**Actions to take**
a. In the text on the album Feminina, do these statements agree with it? (i) The album was released by EMI. (ii) "Clareana" was written for Joyce's sisters. (iii) Gilles Peterson popularized "Aldeia de Ogum" as a dance track in the 1980s. Answer yes or no for each and quote the words that decide it.
b. According to the text on the album Feminina, at which festival did Joyce reach the finals with "Clareana"?

**Text shown**
_ _ _ _

Studio album by Joyce
- Released: 1980
- Recorded: January 1980
- Genre: MPB, Latin jazz
- Length: 34:36
- Label: EMI
- Producer: Jose Milton

Joyce chronology
| Passarinho Urbano (1976) | Feminina (1980) | Agua e Luz (1981) |

= Feminina =

Feminina is an album by the Brazilian singer Joyce that was released by EMI in 1980.

The album includes the track "Clareana", which was written for her daughters, Clara Moreno and Ana Martins. The singer entered Festival MPB 80 and reached the finals with the song, which went on to achieve her first chart success in Brazil. "Aldeia de Ogum" was popularized as a dance track in the 1990s by Gilles Peterson.

_ _ _ _

**Dataset rows**
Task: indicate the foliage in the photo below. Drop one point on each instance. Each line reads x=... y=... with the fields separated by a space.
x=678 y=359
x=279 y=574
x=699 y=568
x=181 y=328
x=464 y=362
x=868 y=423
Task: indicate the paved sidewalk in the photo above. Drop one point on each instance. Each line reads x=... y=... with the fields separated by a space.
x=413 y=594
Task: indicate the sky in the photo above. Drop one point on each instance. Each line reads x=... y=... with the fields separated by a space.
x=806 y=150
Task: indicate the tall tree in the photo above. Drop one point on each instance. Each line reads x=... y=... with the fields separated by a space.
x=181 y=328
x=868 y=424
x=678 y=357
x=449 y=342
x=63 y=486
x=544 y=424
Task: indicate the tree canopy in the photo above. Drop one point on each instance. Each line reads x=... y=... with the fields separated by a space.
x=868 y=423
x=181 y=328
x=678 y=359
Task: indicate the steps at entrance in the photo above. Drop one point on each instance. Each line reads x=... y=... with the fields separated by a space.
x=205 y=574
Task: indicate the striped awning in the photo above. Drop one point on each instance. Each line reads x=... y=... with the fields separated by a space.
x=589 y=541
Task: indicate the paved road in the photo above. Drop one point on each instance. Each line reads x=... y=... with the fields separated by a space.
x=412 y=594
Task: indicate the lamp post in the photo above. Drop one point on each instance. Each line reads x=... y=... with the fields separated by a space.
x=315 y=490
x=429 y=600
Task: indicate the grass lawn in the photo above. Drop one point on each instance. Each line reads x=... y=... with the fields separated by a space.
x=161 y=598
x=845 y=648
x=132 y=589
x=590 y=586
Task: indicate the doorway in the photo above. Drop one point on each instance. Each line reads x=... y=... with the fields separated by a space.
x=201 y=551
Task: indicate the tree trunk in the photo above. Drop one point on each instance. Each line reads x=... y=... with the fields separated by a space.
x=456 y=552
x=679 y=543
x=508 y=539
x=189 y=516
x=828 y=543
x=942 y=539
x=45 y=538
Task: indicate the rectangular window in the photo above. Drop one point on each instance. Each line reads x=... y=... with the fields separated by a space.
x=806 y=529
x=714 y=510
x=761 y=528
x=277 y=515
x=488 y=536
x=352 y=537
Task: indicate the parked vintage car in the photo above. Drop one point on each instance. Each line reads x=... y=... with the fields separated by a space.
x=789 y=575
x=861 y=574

_ _ _ _

**Outputs for the tasks**
a.
(i) Yes: "released by EMI in 1980"
(ii) No: "written for her daughters, Clara Moreno and Ana Martins"
(iii) No: "popularized as a dance track in the 1990s by Gilles Peterson"

b. Festival MPB 80